▸ **MATERIAL SHOWN**

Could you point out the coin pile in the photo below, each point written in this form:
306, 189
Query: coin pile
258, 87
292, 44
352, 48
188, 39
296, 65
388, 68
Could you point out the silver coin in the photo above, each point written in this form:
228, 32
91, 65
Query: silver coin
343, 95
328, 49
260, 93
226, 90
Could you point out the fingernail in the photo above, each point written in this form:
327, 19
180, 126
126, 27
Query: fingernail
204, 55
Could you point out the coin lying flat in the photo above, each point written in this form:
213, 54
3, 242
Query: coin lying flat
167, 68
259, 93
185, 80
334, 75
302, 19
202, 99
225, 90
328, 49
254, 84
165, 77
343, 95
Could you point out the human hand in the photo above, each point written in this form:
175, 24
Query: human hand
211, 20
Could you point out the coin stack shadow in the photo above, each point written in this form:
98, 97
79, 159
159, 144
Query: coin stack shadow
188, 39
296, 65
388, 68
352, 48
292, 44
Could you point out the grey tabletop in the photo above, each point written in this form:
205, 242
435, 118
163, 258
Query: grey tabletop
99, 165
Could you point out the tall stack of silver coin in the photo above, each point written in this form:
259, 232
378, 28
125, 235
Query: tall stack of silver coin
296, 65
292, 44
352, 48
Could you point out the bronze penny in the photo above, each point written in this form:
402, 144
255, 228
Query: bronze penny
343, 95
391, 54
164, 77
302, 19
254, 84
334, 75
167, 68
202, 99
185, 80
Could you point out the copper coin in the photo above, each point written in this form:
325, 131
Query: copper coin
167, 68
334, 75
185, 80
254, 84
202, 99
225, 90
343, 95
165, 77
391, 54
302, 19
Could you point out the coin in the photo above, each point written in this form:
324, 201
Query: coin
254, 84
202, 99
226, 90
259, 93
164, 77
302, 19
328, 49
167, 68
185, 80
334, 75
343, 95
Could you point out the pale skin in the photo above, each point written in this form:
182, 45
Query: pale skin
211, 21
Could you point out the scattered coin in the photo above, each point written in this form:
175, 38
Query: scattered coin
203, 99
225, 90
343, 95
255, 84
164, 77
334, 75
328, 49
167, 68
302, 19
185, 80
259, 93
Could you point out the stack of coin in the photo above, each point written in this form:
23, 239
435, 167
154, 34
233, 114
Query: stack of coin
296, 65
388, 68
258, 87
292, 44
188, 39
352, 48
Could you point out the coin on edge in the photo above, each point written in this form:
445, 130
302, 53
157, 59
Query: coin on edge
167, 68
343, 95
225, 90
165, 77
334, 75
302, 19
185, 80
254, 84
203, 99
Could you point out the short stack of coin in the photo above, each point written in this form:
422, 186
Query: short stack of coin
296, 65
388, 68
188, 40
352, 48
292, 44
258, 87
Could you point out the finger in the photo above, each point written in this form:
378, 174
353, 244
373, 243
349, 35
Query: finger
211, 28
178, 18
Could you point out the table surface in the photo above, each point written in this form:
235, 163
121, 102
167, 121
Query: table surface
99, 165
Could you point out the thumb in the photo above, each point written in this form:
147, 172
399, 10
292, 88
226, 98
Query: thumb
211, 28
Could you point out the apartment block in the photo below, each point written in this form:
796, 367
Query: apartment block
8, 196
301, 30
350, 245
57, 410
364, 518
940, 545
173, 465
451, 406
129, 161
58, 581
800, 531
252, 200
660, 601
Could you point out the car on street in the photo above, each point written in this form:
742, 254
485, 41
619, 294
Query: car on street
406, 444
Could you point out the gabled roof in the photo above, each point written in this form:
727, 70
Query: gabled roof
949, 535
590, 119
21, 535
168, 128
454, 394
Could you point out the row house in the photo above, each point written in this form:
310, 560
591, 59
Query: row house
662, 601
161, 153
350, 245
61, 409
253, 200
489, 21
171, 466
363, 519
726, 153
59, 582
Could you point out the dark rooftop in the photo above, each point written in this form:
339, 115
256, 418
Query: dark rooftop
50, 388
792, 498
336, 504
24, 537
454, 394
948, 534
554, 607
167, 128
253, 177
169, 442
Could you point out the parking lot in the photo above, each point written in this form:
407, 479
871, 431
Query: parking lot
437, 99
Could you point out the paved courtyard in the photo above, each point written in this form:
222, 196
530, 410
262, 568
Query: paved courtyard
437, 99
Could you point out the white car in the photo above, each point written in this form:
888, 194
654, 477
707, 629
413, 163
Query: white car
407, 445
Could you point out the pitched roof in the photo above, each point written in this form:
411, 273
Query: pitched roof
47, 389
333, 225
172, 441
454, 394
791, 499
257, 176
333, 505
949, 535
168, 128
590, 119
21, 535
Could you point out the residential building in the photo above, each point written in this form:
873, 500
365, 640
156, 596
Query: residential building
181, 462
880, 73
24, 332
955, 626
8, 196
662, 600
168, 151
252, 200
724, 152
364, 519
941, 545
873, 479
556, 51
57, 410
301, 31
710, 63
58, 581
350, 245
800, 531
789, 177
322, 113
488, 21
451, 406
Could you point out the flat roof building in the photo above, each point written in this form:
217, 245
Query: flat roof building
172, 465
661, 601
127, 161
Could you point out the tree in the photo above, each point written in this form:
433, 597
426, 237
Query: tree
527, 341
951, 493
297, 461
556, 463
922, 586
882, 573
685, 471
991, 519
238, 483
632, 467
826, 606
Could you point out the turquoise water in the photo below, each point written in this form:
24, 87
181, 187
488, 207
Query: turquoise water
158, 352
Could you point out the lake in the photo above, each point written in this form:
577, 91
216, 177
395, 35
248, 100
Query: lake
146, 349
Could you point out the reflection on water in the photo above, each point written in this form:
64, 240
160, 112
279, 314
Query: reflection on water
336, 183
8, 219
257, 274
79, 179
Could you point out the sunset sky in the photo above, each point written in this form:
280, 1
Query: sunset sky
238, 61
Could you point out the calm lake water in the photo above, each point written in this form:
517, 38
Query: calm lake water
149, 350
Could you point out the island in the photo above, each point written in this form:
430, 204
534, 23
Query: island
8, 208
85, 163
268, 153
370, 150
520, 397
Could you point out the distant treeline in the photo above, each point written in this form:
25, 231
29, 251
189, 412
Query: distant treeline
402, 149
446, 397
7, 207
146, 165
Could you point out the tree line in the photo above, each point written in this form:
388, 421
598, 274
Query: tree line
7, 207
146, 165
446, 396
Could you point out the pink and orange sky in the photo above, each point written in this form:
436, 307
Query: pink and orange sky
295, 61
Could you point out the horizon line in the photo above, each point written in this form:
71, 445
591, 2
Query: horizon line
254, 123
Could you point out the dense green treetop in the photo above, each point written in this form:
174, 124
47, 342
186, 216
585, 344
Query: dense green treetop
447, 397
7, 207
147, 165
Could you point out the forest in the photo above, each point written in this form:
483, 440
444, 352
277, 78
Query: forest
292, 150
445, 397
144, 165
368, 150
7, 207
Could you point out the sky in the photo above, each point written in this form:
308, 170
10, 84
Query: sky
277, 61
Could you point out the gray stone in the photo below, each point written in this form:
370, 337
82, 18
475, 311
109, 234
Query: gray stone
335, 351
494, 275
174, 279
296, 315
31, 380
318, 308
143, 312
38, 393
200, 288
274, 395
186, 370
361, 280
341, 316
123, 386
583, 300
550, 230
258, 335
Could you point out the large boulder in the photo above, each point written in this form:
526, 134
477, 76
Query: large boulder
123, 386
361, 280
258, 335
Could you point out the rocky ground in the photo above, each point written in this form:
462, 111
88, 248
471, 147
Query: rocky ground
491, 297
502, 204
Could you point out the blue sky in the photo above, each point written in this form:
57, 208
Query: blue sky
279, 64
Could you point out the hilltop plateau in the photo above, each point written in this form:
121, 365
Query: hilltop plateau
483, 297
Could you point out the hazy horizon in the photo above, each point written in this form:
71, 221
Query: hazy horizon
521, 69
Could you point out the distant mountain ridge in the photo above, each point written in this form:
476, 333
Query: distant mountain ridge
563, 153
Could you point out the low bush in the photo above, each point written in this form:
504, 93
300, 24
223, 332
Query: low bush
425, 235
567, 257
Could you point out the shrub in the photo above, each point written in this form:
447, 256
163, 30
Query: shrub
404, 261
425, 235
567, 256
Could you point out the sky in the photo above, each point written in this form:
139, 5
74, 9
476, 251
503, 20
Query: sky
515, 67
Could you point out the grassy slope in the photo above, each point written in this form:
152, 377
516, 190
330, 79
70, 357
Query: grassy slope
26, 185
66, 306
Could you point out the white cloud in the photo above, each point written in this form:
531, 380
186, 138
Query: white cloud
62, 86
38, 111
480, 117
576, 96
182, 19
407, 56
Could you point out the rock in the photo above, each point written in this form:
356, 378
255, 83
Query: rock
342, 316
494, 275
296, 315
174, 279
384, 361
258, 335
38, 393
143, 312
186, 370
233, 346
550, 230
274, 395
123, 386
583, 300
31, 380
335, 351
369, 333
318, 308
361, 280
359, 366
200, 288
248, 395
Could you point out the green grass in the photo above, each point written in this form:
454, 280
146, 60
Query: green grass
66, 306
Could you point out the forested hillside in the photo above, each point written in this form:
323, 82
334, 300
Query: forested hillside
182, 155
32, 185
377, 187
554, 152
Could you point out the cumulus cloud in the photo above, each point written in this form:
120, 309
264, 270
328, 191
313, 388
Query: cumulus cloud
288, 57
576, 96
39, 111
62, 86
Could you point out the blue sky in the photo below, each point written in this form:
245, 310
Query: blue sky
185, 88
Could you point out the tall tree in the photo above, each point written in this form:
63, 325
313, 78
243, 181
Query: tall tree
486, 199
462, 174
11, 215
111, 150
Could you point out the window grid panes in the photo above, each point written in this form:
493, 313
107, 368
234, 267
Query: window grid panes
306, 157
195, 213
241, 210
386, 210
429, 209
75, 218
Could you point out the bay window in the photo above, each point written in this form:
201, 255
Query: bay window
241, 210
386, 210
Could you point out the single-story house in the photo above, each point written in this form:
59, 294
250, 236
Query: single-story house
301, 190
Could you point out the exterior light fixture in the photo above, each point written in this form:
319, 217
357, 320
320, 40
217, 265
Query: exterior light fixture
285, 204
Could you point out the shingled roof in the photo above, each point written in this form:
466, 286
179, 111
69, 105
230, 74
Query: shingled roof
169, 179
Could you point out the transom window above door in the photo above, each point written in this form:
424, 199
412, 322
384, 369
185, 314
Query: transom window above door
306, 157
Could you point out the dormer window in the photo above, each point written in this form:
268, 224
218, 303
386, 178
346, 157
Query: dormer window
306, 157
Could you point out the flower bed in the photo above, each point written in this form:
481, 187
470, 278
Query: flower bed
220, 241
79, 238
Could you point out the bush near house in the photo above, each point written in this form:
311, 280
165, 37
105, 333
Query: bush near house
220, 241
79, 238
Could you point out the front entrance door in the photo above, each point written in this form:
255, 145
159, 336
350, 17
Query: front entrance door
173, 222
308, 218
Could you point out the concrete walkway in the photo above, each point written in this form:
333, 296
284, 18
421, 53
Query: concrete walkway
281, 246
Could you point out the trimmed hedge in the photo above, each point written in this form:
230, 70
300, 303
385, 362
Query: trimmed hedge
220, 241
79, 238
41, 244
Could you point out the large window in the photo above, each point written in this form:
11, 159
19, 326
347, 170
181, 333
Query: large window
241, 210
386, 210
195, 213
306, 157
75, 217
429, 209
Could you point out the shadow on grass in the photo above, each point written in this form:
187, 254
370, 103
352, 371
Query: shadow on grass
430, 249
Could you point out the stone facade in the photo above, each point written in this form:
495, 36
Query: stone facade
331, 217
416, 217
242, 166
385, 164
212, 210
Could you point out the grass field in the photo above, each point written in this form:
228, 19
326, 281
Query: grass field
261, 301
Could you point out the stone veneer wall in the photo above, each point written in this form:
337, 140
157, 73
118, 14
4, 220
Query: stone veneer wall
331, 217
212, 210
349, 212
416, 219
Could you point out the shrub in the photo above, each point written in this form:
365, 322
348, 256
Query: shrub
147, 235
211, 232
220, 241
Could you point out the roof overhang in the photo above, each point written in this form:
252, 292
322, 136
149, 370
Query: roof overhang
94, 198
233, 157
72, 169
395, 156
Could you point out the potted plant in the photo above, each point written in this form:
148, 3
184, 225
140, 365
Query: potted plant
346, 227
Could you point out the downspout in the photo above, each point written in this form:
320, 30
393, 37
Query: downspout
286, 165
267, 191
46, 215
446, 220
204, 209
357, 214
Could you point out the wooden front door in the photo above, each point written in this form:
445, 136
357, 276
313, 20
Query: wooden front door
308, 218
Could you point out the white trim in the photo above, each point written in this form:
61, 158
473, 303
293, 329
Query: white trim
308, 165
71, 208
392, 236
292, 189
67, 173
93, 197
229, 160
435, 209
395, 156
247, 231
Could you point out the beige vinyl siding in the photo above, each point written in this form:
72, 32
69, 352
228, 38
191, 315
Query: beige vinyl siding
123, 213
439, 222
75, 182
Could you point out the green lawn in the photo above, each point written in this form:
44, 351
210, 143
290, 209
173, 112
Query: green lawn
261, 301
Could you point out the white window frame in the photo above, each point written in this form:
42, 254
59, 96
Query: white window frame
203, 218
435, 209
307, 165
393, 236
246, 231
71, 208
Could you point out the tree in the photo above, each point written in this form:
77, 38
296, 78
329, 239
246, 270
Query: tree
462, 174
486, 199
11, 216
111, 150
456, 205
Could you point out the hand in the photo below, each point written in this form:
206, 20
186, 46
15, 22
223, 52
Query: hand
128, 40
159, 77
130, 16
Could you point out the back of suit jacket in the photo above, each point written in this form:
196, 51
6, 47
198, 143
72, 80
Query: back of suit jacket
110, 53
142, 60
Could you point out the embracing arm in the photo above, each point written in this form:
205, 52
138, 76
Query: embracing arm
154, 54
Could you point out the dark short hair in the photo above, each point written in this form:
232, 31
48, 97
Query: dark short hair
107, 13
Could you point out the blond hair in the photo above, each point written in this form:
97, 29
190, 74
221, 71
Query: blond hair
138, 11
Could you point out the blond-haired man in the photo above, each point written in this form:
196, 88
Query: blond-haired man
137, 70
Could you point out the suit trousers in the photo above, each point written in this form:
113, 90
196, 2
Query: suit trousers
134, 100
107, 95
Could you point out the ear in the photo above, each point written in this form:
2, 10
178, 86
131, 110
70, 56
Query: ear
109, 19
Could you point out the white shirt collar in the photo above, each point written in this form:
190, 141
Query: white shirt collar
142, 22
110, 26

▸ **BRIEF**
Reproduce verbatim the lines of the items above, from the line containing "Could you point out the white window" through the final line of the items, including both ends.

▸ **REPLY TO THE EXERCISE**
Could you point out the white window frame in the photo above, each point written in this form:
42, 254
59, 96
Query: white window frame
203, 218
435, 209
307, 165
393, 236
246, 231
71, 208
Could you point out the tree in the photo above, each point written in this form:
77, 38
296, 78
329, 239
246, 270
Query: tree
462, 174
486, 199
11, 216
111, 150
456, 205
Could you point out the hand in the photo below, each point written in this form:
206, 20
186, 46
15, 22
223, 52
Query: hand
128, 40
159, 77
130, 16
Could you point out the back of suit jacket in the photo above, each point written in this form:
196, 51
6, 47
198, 143
72, 80
Query: back of suit jacket
110, 53
142, 60
Could you point out the embracing arm in the photo above, each point written in this form:
205, 52
138, 76
Query: embracing arm
154, 54
Could you point out the dark short hair in the photo above, each point written in this form:
232, 31
48, 97
Query: dark short hair
107, 13
Could you point out the blond hair in the photo above, each point written in this form:
97, 29
190, 74
221, 71
Query: blond hair
138, 11
Could you point out the blond-haired man in the photo above, each point written in this form:
196, 88
Query: blond-haired man
137, 70
Could you point out the suit trousers in the photo above, each point written in this form:
113, 90
196, 2
Query: suit trousers
134, 100
107, 95
Could you point out the ear in the photo above, each point written in this form:
2, 10
178, 86
131, 110
70, 56
Query: ear
109, 19
Could you point out the white shirt collar in the photo above, each point written in this form:
190, 141
Query: white shirt collar
142, 22
110, 26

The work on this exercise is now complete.